## Stated exercise
Turn the lines below, from the line containing "Please examine the image above and identify every hospital bed" through the end of the records, into a numbered list, leaving out any blank lines.

## Excerpted data

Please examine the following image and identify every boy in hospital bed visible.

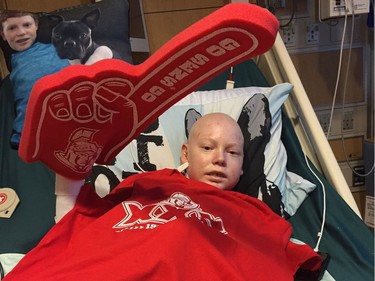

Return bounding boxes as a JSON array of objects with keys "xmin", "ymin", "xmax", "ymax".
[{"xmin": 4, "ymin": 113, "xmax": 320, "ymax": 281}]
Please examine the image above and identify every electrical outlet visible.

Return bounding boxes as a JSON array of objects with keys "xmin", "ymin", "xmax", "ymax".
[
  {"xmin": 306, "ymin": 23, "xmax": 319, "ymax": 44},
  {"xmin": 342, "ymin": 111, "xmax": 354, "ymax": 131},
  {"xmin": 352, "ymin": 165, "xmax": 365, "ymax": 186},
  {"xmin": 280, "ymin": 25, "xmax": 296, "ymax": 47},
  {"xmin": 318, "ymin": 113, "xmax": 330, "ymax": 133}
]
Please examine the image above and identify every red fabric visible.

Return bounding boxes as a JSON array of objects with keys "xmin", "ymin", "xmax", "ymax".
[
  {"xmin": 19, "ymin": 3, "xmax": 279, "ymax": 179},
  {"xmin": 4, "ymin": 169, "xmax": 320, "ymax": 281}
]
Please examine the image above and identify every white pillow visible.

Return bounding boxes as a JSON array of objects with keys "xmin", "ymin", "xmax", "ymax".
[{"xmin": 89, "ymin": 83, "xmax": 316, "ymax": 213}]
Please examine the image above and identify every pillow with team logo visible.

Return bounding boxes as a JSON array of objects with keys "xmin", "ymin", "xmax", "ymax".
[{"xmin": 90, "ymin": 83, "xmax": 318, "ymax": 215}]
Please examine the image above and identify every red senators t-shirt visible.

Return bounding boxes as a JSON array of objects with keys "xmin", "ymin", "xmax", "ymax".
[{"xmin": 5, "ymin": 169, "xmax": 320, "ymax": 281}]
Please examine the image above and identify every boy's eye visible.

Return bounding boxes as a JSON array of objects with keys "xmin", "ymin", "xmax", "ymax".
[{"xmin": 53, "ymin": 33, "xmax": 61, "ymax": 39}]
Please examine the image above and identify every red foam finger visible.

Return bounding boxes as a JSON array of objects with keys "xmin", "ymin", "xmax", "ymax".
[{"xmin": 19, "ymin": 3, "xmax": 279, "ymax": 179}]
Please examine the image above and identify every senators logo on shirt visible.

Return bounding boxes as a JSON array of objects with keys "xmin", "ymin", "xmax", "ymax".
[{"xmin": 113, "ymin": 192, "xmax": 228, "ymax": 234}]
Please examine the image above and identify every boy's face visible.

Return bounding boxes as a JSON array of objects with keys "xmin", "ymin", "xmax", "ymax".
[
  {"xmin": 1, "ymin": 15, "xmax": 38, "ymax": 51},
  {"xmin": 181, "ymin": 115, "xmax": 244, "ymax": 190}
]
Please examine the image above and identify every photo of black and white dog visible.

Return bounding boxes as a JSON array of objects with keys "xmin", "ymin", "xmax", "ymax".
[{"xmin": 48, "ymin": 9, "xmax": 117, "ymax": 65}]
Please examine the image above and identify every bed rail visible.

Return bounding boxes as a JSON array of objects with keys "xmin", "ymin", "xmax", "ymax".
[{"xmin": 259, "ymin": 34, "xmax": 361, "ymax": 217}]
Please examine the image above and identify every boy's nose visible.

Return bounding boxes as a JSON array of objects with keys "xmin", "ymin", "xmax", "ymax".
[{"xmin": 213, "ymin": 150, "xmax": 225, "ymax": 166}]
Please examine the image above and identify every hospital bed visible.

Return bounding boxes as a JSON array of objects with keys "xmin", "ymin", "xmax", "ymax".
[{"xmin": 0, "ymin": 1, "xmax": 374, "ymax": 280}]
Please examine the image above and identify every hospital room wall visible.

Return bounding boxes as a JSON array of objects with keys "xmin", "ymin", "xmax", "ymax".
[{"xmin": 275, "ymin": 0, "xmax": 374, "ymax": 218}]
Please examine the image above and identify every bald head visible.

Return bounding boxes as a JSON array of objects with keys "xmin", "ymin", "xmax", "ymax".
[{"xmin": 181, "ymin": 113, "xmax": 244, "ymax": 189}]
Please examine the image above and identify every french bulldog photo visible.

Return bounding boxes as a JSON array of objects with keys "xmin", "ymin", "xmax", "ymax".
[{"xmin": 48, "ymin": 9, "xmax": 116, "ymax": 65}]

## Response to this task
1. Please examine the image above and identify every hospital bed visible.
2. Return bounding boxes as a JSON array of objects with keys "xmin", "ymin", "xmax", "ymax".
3. [{"xmin": 0, "ymin": 1, "xmax": 374, "ymax": 280}]
4. Please examine the image above and identify every hospital room wall visible.
5. Return bounding boxes as a JSON array of objects with keys "xmin", "ymin", "xmax", "ymax".
6. [{"xmin": 275, "ymin": 0, "xmax": 374, "ymax": 218}]
7. Please examine the image above and identify every bald head visible.
8. Return bounding boxes as a JSON array of objects with keys "xmin", "ymin", "xmax", "ymax".
9. [{"xmin": 181, "ymin": 113, "xmax": 244, "ymax": 189}]
10. Please examine the image above and identify every french bulldog photo visible.
11. Return bounding boxes as a JSON array of objects with keys "xmin", "ymin", "xmax", "ymax".
12. [{"xmin": 48, "ymin": 9, "xmax": 116, "ymax": 65}]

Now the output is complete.